• Problem to solve: Convert every line of the items below into a Markdown table with two columns, "No." and "Text": number each row in order and skip blank lines.

• Rows:

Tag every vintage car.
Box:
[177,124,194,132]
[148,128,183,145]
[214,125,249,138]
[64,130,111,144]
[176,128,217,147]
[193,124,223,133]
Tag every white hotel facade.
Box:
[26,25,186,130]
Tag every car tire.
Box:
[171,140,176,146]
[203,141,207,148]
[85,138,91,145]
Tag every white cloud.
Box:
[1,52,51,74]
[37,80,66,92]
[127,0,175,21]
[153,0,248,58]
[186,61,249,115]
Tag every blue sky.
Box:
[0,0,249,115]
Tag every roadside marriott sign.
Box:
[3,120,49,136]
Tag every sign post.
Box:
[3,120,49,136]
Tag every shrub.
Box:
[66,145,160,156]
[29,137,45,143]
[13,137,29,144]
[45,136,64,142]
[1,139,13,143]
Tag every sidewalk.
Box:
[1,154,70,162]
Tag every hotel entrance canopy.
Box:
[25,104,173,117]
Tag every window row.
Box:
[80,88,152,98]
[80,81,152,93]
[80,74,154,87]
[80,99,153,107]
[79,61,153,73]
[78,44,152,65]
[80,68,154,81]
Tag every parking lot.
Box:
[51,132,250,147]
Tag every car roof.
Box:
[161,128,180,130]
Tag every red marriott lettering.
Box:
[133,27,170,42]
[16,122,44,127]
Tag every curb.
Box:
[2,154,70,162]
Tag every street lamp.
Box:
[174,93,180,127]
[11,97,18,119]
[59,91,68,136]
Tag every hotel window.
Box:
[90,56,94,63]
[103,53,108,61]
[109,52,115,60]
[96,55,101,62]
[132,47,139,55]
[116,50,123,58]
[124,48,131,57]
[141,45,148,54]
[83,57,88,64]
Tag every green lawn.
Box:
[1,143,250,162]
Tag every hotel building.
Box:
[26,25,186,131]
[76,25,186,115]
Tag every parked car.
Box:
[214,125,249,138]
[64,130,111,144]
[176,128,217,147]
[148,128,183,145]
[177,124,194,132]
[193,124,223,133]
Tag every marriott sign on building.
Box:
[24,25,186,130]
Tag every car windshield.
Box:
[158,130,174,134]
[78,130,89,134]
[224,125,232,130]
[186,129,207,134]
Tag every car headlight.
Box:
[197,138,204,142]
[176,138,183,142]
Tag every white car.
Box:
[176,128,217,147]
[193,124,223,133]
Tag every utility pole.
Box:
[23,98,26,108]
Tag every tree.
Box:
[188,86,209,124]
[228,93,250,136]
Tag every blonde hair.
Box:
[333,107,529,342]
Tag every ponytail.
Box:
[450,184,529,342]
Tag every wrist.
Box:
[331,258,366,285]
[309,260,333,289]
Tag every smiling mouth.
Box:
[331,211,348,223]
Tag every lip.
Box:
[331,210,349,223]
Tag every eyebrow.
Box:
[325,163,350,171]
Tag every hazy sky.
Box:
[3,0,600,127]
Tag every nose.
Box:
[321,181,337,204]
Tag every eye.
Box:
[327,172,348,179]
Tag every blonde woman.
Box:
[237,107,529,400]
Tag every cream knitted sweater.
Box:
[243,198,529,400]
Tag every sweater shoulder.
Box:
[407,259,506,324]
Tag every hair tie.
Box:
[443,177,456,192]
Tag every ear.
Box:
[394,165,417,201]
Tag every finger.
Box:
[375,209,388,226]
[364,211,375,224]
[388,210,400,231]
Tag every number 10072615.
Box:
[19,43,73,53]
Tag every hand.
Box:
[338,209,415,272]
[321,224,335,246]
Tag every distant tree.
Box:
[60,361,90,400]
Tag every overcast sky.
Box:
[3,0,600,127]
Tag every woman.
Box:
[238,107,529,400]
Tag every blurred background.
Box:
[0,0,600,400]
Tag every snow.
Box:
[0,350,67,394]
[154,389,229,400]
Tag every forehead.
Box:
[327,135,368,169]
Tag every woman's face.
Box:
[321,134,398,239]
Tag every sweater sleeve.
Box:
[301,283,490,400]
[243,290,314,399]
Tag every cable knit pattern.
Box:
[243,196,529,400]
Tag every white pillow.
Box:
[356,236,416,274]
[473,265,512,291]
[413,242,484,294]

• Task response:
| No. | Text |
|---|---|
| 1 | Tag every vintage car. |
| 2 | Box: |
| 3 | [177,124,194,132] |
| 4 | [148,128,183,145] |
| 5 | [214,125,249,138] |
| 6 | [64,130,111,144] |
| 7 | [176,128,217,147] |
| 8 | [193,124,223,133] |
| 9 | Tag every white hotel facade. |
| 10 | Box: |
| 11 | [26,25,186,130] |
| 12 | Tag every car tire. |
| 13 | Box: |
| 14 | [171,140,176,146] |
| 15 | [203,141,207,148] |
| 16 | [85,138,91,145] |
| 17 | Tag every white cloud. |
| 18 | Box: |
| 19 | [1,52,51,74] |
| 20 | [37,80,66,92] |
| 21 | [127,0,175,21] |
| 22 | [153,0,248,58] |
| 23 | [186,61,249,115] |
| 24 | Tag every blue sky. |
| 25 | Box: |
| 26 | [0,0,249,115] |
| 27 | Tag every roadside marriott sign. |
| 28 | Box: |
| 29 | [3,120,49,136] |
| 30 | Tag every sign post. |
| 31 | Box: |
| 32 | [3,120,49,136] |
| 33 | Tag every shrub. |
| 34 | Box: |
| 35 | [66,145,160,156] |
| 36 | [29,137,45,143] |
| 37 | [13,137,29,144] |
| 38 | [45,136,64,142] |
| 39 | [1,139,13,143] |
| 40 | Tag every sidewalk. |
| 41 | Box: |
| 42 | [1,154,70,162] |
| 43 | Tag every hotel entrance canopy. |
| 44 | Box: |
| 45 | [25,104,173,117] |
| 46 | Tag every window row. |
| 47 | Box: |
| 48 | [80,88,152,98] |
| 49 | [80,81,152,93] |
| 50 | [80,74,154,87] |
| 51 | [80,99,153,107] |
| 52 | [79,61,153,73] |
| 53 | [78,44,152,65] |
| 54 | [80,68,154,81] |
| 55 | Tag every parking lot. |
| 56 | Box: |
| 57 | [51,132,250,147] |
| 58 | Tag every car roof. |
| 59 | Box: |
| 60 | [161,128,180,130] |
| 61 | Tag every red marriott lettering. |
| 62 | Box: |
| 63 | [133,27,170,42] |
| 64 | [16,122,44,127] |
| 65 | Tag every curb. |
| 66 | Box: |
| 67 | [2,154,70,162] |
| 68 | Tag every street lamp. |
| 69 | Box: |
| 70 | [174,93,180,127] |
| 71 | [11,97,18,119] |
| 72 | [59,91,68,136] |
| 73 | Tag every hotel window. |
| 74 | Box: |
| 75 | [90,56,94,63] |
| 76 | [103,53,108,61] |
| 77 | [109,52,115,60] |
| 78 | [96,55,101,62] |
| 79 | [132,47,139,55] |
| 80 | [116,50,123,58] |
| 81 | [124,48,131,57] |
| 82 | [141,45,148,54] |
| 83 | [83,57,88,64] |
| 84 | Tag every green lawn. |
| 85 | Box: |
| 86 | [1,143,250,162] |
| 87 | Tag every hotel building. |
| 88 | Box: |
| 89 | [26,25,186,131] |
| 90 | [76,25,186,115] |
| 91 | Tag every parked car. |
| 92 | Box: |
| 93 | [214,125,249,138] |
| 94 | [64,130,111,144] |
| 95 | [176,128,217,147] |
| 96 | [148,128,183,145] |
| 97 | [177,124,194,132] |
| 98 | [193,124,223,133] |
| 99 | Tag every marriott sign on building. |
| 100 | Box: |
| 101 | [24,25,186,130] |
| 102 | Tag every car windshield. |
| 103 | Box: |
| 104 | [158,130,174,134] |
| 105 | [78,130,89,134] |
| 106 | [224,125,232,130] |
| 107 | [186,129,207,134] |
| 108 | Tag every car headlight. |
| 109 | Box: |
| 110 | [197,138,204,142] |
| 111 | [176,138,183,142] |
| 112 | Tag every white car. |
| 113 | Box: |
| 114 | [176,128,217,147] |
| 115 | [193,124,223,133] |
| 116 | Tag every utility pole. |
| 117 | Box: |
| 118 | [23,98,26,108] |
| 119 | Tag every tree. |
| 120 | Box: |
| 121 | [188,86,209,124] |
| 122 | [228,93,250,136] |
| 123 | Tag every blonde hair. |
| 124 | Box: |
| 125 | [333,107,529,342] |
| 126 | Tag every ponytail. |
| 127 | Box: |
| 128 | [450,184,529,342] |
| 129 | Tag every wrist. |
| 130 | Box: |
| 131 | [331,258,366,285] |
| 132 | [309,260,333,289] |
| 133 | Tag every smiling mouth. |
| 134 | Box: |
| 135 | [331,211,348,223] |
| 136 | Tag every lip. |
| 137 | Box: |
| 138 | [331,210,349,223] |
| 139 | Tag every eyebrow. |
| 140 | Box: |
| 141 | [325,163,350,171] |
| 142 | Tag every hazy sky. |
| 143 | Box: |
| 144 | [3,0,600,127] |
| 145 | Tag every nose. |
| 146 | Box: |
| 147 | [321,181,337,204] |
| 148 | Tag every eye. |
| 149 | Box: |
| 150 | [327,172,348,179] |
| 151 | Tag every blonde woman. |
| 152 | Box: |
| 153 | [237,107,529,400] |
| 154 | Tag every cream knitted sweater. |
| 155 | Box: |
| 156 | [243,198,529,400] |
| 157 | Tag every sweater shoulder. |
| 158 | Box: |
| 159 | [407,259,506,324] |
| 160 | Tag every hair tie. |
| 161 | Box: |
| 162 | [443,177,456,192] |
| 163 | Tag every ear. |
| 164 | Box: |
| 165 | [394,165,417,201] |
| 166 | Tag every finger. |
| 167 | Box: |
| 168 | [375,209,388,226] |
| 169 | [364,211,375,224] |
| 170 | [388,210,400,231] |
| 171 | Tag every number 10072615. |
| 172 | Box: |
| 173 | [19,43,73,53] |
| 174 | Tag every hand. |
| 175 | Box: |
| 176 | [338,209,415,272] |
| 177 | [321,224,335,246] |
| 178 | Tag every distant tree. |
| 179 | Box: |
| 180 | [60,361,90,400] |
| 181 | Tag every overcast sky. |
| 182 | Box: |
| 183 | [3,0,600,127] |
| 184 | Tag every woman. |
| 185 | Box: |
| 186 | [238,107,529,400] |
| 187 | Tag every blurred background. |
| 188 | Box: |
| 189 | [0,0,600,400] |
| 190 | Tag every snow. |
| 191 | Box: |
| 192 | [0,350,67,394] |
| 193 | [154,389,229,400] |
| 194 | Tag every forehead. |
| 195 | Box: |
| 196 | [327,135,368,169] |
| 197 | Tag every woman's face. |
| 198 | Box: |
| 199 | [321,134,398,239] |
| 200 | Tag every sweater sleeve. |
| 201 | Box: |
| 202 | [301,283,490,400] |
| 203 | [243,290,314,399] |
| 204 | Tag every cable knit pattern. |
| 205 | Box: |
| 206 | [243,196,529,400] |
| 207 | Tag every white pillow. |
| 208 | Box: |
| 209 | [356,236,416,274] |
| 210 | [473,265,512,291] |
| 211 | [413,242,484,294] |